WHAT YOU SHOULD DO. Repeat the listing word for word, but skip any pictures.

== Segment start ==

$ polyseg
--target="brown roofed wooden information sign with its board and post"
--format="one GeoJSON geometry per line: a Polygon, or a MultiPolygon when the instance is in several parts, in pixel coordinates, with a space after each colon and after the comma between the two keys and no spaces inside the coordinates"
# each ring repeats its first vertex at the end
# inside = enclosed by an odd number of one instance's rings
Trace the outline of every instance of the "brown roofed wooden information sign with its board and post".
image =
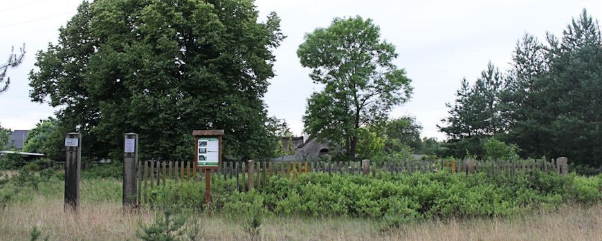
{"type": "Polygon", "coordinates": [[[194,130],[195,168],[205,169],[205,200],[211,204],[211,169],[221,166],[221,136],[224,130],[194,130]]]}

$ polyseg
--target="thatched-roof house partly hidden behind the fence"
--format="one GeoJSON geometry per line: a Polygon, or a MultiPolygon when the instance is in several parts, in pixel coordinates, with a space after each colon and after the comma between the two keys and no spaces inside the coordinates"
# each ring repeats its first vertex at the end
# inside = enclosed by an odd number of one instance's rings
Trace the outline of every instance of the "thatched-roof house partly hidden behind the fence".
{"type": "MultiPolygon", "coordinates": [[[[318,139],[304,136],[304,137],[291,137],[293,142],[293,154],[283,155],[274,158],[275,161],[292,162],[292,161],[306,161],[306,160],[318,160],[322,157],[326,157],[329,153],[336,153],[340,150],[336,146],[331,146],[327,140],[318,142],[318,139]]],[[[289,147],[289,137],[280,137],[282,147],[284,150],[289,147]]]]}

== Segment end ==

SOLUTION.
$ polyseg
--target="brown roofed wooden information sign with its board and post"
--format="one GeoJSON geometry per line: a Polygon, or a MultiPolygon when the instance is in several parts, in pixel coordinates, with a space after each colon and after the comma between the two keys and no spaces inside the coordinates"
# each ring repeats its first vertex at the end
# inside = enclosed by an odd number of one instance's rings
Trace the outline of every instance of the "brown roofed wooden information sign with its board and post".
image =
{"type": "Polygon", "coordinates": [[[194,130],[195,168],[205,169],[205,200],[211,204],[211,169],[221,166],[221,136],[224,130],[194,130]]]}

$ polyseg
--target="thatched-roof house partly hidden behind the fence"
--format="one GeoJSON geometry per line: a Polygon, or a MultiPolygon when the instance is in several parts, in pixel coordinates, with a space after each colon and after the comma between the two keys and no spaces inside the coordinates"
# each ring repeats its first vertex at the end
# inside = enclosed by an odd number of one instance's rings
Trace the outline of every instance of the "thatched-roof house partly hidden behind the fence".
{"type": "MultiPolygon", "coordinates": [[[[318,139],[304,136],[304,137],[291,137],[293,142],[293,154],[283,155],[274,158],[275,161],[292,162],[292,161],[306,161],[306,160],[318,160],[322,157],[326,157],[329,153],[336,153],[340,150],[336,146],[331,146],[327,140],[318,142],[318,139]]],[[[289,147],[289,137],[280,137],[282,147],[284,150],[289,147]]]]}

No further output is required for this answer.